§ **Exercise aim**
Exactly as it appears, restate the whole listing.

§ **Data records**
"""

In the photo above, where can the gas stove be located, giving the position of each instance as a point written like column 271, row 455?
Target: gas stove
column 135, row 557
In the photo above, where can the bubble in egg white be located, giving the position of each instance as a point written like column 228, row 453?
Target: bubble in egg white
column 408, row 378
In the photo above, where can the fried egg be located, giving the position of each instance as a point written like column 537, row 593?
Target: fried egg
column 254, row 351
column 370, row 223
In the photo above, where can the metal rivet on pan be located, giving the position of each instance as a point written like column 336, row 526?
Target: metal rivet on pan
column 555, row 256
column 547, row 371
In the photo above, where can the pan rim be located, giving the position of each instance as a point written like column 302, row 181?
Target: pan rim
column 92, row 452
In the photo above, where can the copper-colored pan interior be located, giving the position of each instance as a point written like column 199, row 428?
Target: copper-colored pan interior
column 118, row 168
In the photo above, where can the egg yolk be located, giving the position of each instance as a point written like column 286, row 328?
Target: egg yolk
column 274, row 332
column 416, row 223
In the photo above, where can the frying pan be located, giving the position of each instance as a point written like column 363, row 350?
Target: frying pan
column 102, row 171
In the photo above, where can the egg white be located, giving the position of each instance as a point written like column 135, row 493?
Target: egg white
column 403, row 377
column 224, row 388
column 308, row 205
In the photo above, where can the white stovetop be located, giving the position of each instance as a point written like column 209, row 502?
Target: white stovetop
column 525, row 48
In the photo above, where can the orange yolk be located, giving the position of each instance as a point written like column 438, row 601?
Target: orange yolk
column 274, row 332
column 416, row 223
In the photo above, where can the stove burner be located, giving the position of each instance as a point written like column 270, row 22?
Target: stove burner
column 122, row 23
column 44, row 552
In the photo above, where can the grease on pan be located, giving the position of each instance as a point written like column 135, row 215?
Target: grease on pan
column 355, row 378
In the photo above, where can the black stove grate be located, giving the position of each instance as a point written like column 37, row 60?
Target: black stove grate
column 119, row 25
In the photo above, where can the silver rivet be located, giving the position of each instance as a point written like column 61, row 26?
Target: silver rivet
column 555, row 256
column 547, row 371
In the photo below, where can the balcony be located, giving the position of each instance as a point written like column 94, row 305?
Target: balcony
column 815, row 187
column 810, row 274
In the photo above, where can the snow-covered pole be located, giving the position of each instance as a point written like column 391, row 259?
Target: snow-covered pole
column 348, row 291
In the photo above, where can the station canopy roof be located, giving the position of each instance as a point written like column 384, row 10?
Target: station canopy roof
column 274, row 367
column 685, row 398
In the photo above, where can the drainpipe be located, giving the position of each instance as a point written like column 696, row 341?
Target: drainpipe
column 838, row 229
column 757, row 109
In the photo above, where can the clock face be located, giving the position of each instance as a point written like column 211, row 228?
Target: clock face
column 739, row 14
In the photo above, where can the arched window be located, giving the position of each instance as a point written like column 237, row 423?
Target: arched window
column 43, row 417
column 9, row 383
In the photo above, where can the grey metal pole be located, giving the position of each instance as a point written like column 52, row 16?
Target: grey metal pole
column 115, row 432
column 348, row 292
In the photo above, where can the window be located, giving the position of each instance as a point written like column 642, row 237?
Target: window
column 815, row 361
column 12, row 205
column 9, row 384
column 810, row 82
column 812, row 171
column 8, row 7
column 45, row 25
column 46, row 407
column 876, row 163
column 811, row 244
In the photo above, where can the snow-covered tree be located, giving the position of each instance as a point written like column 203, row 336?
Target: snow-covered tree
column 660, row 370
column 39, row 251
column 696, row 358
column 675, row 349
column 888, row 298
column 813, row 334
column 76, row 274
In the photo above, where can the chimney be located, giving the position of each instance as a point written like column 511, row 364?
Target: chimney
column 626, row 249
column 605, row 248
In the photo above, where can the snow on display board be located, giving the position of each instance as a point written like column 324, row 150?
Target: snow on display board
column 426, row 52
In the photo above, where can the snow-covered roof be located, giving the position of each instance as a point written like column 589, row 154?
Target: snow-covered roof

"""

§ **Exercise response**
In the photo above, where can the gas stove be located, giving the position of each instance as a point written like column 271, row 455?
Target: gas stove
column 135, row 557
In the photo above, where can the bubble in egg white be located, giving the position of each instance as a point written like column 228, row 453?
Target: bubble in egg white
column 408, row 378
In the photo above, where can the fried egg be located, giving the position of each instance as a point written like column 537, row 593?
Target: fried egg
column 254, row 351
column 370, row 223
In the photo above, where can the metal rivet on pan be located, giving the position of each instance as a point written like column 336, row 526?
Target: metal rivet on pan
column 555, row 256
column 547, row 371
In the photo above, where can the pan rim be located, giving the position of each instance as a point written like column 302, row 181?
Target: pan rim
column 92, row 452
In the photo above, where can the copper-colored pan interior be located, giving the position of each instance as a point written like column 199, row 428?
Target: copper-colored pan interior
column 118, row 168
In the photo above, where can the egg yolk be located, giving the position of each instance as a point written like column 286, row 328?
Target: egg yolk
column 274, row 332
column 416, row 223
In the photo above, where can the frying pan be located, giving the position of each instance as a point written like column 363, row 350?
Target: frying pan
column 102, row 171
In the photo above, where can the egg white be located, giving the position of each instance as a point written like column 135, row 493?
Target: egg white
column 403, row 377
column 224, row 388
column 308, row 205
In the photo above, where can the white stovetop be located, giving the position of each instance as a point written like column 209, row 502?
Target: white stovetop
column 525, row 48
In the photo above, where can the orange yolk be located, giving the position of each instance as a point written like column 438, row 601?
Target: orange yolk
column 274, row 332
column 416, row 223
In the photo above, where can the stove burner be located, giving the position of each instance as a point written like column 270, row 22?
Target: stove burner
column 122, row 23
column 44, row 552
In the photo above, where can the grease on pan be located, giving the position of each instance as a point written like column 135, row 215?
Target: grease on pan
column 355, row 378
In the photo above, where can the black stove grate be located, giving the position of each instance as a point written like column 37, row 60?
Target: black stove grate
column 119, row 25
In the photo above, where can the silver rivet be located, giving the position of each instance as a point written like column 61, row 26?
Target: silver rivet
column 555, row 256
column 547, row 371
In the photo below, where can the balcony be located, giving the position of each instance as a point written like column 94, row 305?
Target: balcony
column 815, row 187
column 810, row 274
In the photo above, where can the snow-covered pole be located, giving the position of each instance as a point written like column 391, row 259?
Target: snow-covered pole
column 348, row 291
In the photo above, where can the station canopy roof be located, giving the position of each instance as a point written like column 384, row 10?
Target: station canopy roof
column 274, row 367
column 685, row 398
In the photo above, where can the drainpipe be located, giving the position of each instance as a point written like column 696, row 341?
Target: drainpipe
column 838, row 229
column 757, row 109
In the photo above, where can the clock face be located, giving the position of each instance as a point written like column 211, row 228?
Target: clock face
column 739, row 14
In the photo above, where can the arched window be located, giving the position of each instance as a point written like column 237, row 423?
Target: arched window
column 43, row 417
column 9, row 383
In the photo above, where can the grey metal pole be located, giving the position of each instance as a point written like column 52, row 16?
Target: grey metal pole
column 115, row 432
column 348, row 292
In the photo above, where can the window be located, giving the position of each instance as a point written like column 642, row 237?
Target: window
column 815, row 361
column 12, row 205
column 9, row 384
column 810, row 82
column 812, row 171
column 8, row 7
column 45, row 25
column 46, row 407
column 876, row 163
column 811, row 244
In the photo above, where can the snow-covered tree be located, giving the position of each instance as a point written like column 203, row 336?
Target: snow-covered tree
column 660, row 370
column 39, row 251
column 696, row 358
column 675, row 349
column 888, row 298
column 813, row 334
column 76, row 274
In the photo above, where can the chimney be located, giving the position of each instance as a point written like column 511, row 364?
Target: chimney
column 626, row 249
column 605, row 248
In the photo above, where can the snow on display board be located, giving the position of each instance as a point written like column 324, row 150?
Target: snow on display board
column 426, row 52
In the photo above, where can the snow-covered roof be located, giving the position of each instance as a point written like column 589, row 154?
Target: snow-covered roof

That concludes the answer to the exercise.